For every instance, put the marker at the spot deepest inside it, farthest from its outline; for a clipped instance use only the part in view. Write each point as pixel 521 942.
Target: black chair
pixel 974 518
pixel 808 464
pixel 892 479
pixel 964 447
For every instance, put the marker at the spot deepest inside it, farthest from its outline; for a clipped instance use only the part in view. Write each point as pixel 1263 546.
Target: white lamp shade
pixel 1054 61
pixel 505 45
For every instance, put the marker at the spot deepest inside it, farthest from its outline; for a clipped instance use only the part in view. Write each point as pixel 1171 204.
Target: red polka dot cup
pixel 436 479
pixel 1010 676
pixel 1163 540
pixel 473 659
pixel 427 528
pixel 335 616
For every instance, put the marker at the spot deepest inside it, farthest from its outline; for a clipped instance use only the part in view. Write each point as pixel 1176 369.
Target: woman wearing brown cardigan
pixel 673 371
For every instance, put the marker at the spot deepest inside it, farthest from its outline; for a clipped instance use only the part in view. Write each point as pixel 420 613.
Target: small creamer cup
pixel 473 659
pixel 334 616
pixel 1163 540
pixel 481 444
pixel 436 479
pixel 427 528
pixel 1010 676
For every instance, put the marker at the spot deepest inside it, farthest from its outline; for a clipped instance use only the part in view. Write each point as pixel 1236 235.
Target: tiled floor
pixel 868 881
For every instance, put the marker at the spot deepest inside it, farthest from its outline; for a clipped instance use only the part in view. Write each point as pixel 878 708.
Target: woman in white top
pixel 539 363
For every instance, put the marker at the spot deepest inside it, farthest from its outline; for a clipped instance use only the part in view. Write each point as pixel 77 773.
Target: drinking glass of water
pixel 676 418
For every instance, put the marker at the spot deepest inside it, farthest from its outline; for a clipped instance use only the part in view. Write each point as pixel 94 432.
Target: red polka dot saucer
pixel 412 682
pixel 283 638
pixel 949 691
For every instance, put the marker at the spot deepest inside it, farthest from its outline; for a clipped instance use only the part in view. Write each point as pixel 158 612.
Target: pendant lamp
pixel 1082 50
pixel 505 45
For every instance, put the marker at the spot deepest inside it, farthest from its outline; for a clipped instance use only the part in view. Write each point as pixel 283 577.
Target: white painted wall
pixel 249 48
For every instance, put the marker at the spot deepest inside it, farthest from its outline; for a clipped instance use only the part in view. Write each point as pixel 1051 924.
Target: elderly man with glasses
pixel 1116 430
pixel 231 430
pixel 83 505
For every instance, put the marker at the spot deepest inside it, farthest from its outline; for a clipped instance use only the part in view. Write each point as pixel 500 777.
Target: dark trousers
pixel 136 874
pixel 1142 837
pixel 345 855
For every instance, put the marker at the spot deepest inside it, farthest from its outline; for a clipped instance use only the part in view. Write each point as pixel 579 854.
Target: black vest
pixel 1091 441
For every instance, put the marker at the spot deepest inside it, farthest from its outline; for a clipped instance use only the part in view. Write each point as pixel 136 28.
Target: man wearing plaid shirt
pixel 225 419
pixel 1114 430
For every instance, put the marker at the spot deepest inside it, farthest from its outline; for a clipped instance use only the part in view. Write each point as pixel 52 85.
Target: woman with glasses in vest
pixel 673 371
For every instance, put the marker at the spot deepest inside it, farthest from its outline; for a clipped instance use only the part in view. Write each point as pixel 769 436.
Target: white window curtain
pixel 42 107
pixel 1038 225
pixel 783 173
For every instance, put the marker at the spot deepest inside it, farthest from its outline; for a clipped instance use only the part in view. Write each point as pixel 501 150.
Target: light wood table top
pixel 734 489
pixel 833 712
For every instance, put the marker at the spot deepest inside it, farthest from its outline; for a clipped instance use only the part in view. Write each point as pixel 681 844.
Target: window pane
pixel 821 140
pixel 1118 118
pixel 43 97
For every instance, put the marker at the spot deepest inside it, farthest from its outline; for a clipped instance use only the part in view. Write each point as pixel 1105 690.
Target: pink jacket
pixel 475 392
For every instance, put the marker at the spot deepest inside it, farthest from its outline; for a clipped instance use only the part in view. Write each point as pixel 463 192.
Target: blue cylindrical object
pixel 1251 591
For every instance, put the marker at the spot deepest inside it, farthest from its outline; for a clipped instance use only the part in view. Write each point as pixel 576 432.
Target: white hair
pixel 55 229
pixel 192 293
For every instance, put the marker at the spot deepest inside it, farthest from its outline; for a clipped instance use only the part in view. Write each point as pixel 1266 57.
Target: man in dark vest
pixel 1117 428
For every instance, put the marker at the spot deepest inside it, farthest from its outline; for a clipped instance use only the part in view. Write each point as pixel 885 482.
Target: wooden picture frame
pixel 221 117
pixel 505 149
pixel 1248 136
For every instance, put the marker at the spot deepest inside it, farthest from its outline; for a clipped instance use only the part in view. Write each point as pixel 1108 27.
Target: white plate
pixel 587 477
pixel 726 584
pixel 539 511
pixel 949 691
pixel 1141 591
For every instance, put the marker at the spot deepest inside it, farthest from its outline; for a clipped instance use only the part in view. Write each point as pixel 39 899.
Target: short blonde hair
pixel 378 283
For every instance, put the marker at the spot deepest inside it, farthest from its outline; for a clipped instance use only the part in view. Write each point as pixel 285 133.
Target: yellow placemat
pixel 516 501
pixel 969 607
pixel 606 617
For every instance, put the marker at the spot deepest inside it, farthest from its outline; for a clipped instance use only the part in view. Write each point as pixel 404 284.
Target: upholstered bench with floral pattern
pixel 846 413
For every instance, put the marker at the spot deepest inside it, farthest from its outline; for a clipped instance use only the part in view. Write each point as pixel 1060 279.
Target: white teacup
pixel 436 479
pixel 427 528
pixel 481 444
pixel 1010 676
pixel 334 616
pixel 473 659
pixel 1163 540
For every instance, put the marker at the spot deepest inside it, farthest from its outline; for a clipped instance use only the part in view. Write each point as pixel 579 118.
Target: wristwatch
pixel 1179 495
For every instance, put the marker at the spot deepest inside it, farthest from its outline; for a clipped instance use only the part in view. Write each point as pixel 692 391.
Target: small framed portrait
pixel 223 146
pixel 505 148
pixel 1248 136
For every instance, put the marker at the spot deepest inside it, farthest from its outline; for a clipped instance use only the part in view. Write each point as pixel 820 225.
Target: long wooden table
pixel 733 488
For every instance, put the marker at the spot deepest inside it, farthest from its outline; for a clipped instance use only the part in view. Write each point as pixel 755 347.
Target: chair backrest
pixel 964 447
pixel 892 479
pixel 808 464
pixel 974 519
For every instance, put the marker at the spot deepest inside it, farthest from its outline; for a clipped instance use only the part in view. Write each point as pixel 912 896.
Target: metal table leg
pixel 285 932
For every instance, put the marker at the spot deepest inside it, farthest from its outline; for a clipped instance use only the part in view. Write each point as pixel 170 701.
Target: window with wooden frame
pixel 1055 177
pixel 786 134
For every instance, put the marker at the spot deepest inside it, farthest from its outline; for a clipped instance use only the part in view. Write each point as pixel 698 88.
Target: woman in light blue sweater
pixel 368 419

WORK INSTRUCTIONS:
Copy all of the records above verbatim, line for line, with no changes.

SOLUTION FOR THIS TASK:
For every instance, put the marker at the spot deepest inside it, farthest from its outline; for a clipped instance use only the part in view. Write each point as pixel 521 942.
Target: black chair
pixel 974 518
pixel 808 464
pixel 892 479
pixel 964 447
For every instance, put the marker at the spot deepest inside it, farthest from its outline; for a clipped instance use only the part in view. Write each point as pixel 1263 546.
Target: white lamp shade
pixel 1054 61
pixel 505 45
For every instance, put the marker at the spot deepest inside it, farthest from its outline; for a clipped instance use only the part in view. Write each point as pixel 1171 204.
Target: red polka dot cup
pixel 436 479
pixel 1010 676
pixel 1163 540
pixel 473 659
pixel 427 528
pixel 335 616
For every instance, put the marker at the spot deepest inside it, farthest from its outline; for a clipped instance use only the part in view. Write each point as pixel 1176 369.
Target: woman wearing brown cardigan
pixel 673 371
For every instance, put the marker at the spot deepest inside it, farthest from its outline; for a clipped instance use only the part in view. Write each point as pixel 420 613.
Target: small creamer cup
pixel 473 659
pixel 334 616
pixel 1163 540
pixel 481 444
pixel 436 479
pixel 427 528
pixel 1010 676
For every instance, put the marker at the spot deepest inside it, farthest from its outline; for a clipped instance use only the part in view. Write each point as pixel 1236 235.
Target: tiled floor
pixel 868 881
For every instance, put the marker at the spot deepest inside it, farthest from its outline; for a clipped instance use only the part in view. Write each point as pixel 878 708.
Target: woman in white top
pixel 539 363
For every instance, put the marker at the spot deepest inside it, farthest from its outline; for a clipped instance use only the part in view. Write each point as pixel 77 773.
Target: drinking glass of water
pixel 676 418
For every instance, put the marker at the spot deepest inside it, farthest from its outline; for a clipped instance use only the part in view. Write each point as pixel 94 432.
Target: red polka dot saucer
pixel 412 682
pixel 283 638
pixel 949 691
For every instance, put the marker at the spot deepest inside it, farthest from its outline; for a clipped instance use only the part in view. Write each point as pixel 158 612.
Target: pendant lamp
pixel 1082 50
pixel 505 45
For every instance, put the marker at the spot deepest inside it, farthest from its outline; for a clipped instance use only the part in view. Write each point as pixel 283 577.
Target: white painted wall
pixel 249 48
For every instance, put the marker at the spot deepest inside it, farthest from its outline; for a clipped instance use only the part in view. Write each point as pixel 1051 924.
Target: elderly man with glasses
pixel 1116 430
pixel 231 430
pixel 83 505
For every instance, put the marker at the spot deepest inside it, farthest from its outline; for a clipped instance use only the part in view. Write each point as pixel 500 777.
Target: dark trousers
pixel 136 874
pixel 1142 837
pixel 345 855
For every instance, put the marker at the spot deepest inside it, farthest from its outline; for a clipped instance use only the part in view. Write each point as pixel 579 854.
Target: black vest
pixel 1091 441
For every instance, put the marker at the spot deepest inside it, farthest from its outline; for a clipped instance use only the part in view. Write each point as pixel 136 28.
Target: man wearing plaid shirt
pixel 225 419
pixel 1114 430
For every instance, put the marker at the spot deepest inside it, farthest from its outline; for a clipped instance use only the part in view. Write each point as pixel 52 85.
Target: woman with glasses in vest
pixel 673 371
For every instance, put the marker at the spot deepest inside it, farthest from its outline; for a clipped instance use only the part in view. Write each point as pixel 769 436.
Target: white window curtain
pixel 42 107
pixel 1038 225
pixel 783 173
For every instance, put the marker at the spot deepest inside it, farthest from its outline; for a clipped instance use only the part in view. Write each point as pixel 501 150.
Target: light wood table top
pixel 734 489
pixel 833 712
For every instance, put the marker at the spot deepest inside it, farthest from its outline; for a clipped instance use only the part in view. Write each point as pixel 681 844.
Target: window pane
pixel 821 140
pixel 1118 118
pixel 43 97
For every instance, put the marker at the spot deepest inside it, farthest from its outline; for a clipped instance use only the part in view. Write each point as pixel 1105 690.
Target: pink jacket
pixel 475 392
For every instance, put the marker at the spot deepest inside it, farthest from its outline; for a clipped instance use only the part in view. Write each point as pixel 463 192.
Target: blue cylindrical object
pixel 1251 591
For every instance, put the marker at the spot deepest inside it, farthest from its outline; for a clipped instance use only the part in view. Write each point as pixel 576 432.
Target: white hair
pixel 55 229
pixel 192 293
For every instance, put the marker at the spot deepest inside it, farthest from its outline; for a clipped instance use only the part in view. Write each point as pixel 1266 57.
Target: man in dark vest
pixel 1117 428
For every instance, put the marker at the spot deepest inside it, farthest from its outline; for a clipped instance use only the part in view. Write each point as pixel 885 482.
Target: wooden picture frame
pixel 221 117
pixel 505 149
pixel 1248 136
For every instance, put the marker at the spot deepest inside it, farthest from its outline; for a clipped instance use only the part in view. Write each point as pixel 1108 27.
Target: white plate
pixel 587 477
pixel 726 584
pixel 539 511
pixel 949 691
pixel 1141 591
For every instance, put the marker at the spot deepest inside it, farthest from its outline; for a clipped instance use only the part in view. Write each point as pixel 39 899.
Target: short blonde hair
pixel 378 283
For every instance, put the marker at the spot deepest inside it, farthest from its outline; for a clipped instance use only the part in view. Write each point as pixel 285 133.
Target: yellow placemat
pixel 516 501
pixel 969 607
pixel 606 617
For every instance, put the marker at the spot deepest inside it, farthest from its outline; for a clipped instance use only the part in view. Write each point as pixel 404 284.
Target: upholstered bench with floral pattern
pixel 846 413
For every instance, put the marker at the spot deepest inside it, farthest from its outline; for a clipped instance use only the part in view. Write each point as pixel 1060 279.
Target: white teacup
pixel 436 479
pixel 427 528
pixel 481 444
pixel 1010 676
pixel 334 616
pixel 473 659
pixel 1163 540
For every instance, put the marker at the spot deepest inside it, farthest from its outline; for a clipped instance use only the part in view. Write each point as pixel 579 118.
Target: wristwatch
pixel 1179 495
For every instance, put the marker at the spot deepest inside it, farthest from its outline; for a clipped instance use only the part in view. Write each point as pixel 692 391.
Target: small framed portrait
pixel 223 146
pixel 505 148
pixel 1248 136
For every instance, put the marker at the spot deepest inside it, farthest from its outline; for a clipped instance use only the part in view. Write each point as pixel 820 225.
Target: long wooden table
pixel 733 488
For every instance, put the marker at the spot deepest inside it, farthest from its outline; for a clipped instance use only the part in view. Write each point as pixel 755 347.
Target: chair backrest
pixel 964 447
pixel 892 479
pixel 808 464
pixel 974 519
For every instance, put the marker at the spot deepest inside it, farthest from its outline; for a clipped instance use only the part in view. Write each point as pixel 912 896.
Target: metal table leg
pixel 285 932
For every instance, put the marker at the spot deepest inside it, farthest from its outline; for a clipped instance use only the part in view. Write each point as pixel 170 701.
Target: window with wooden frame
pixel 1055 177
pixel 786 134
For every instance, put the marker at the spot deepest inside it, farthest from its outline; for a clipped instance use only the part in view. Write each point as pixel 698 88.
Target: woman in light blue sweater
pixel 368 419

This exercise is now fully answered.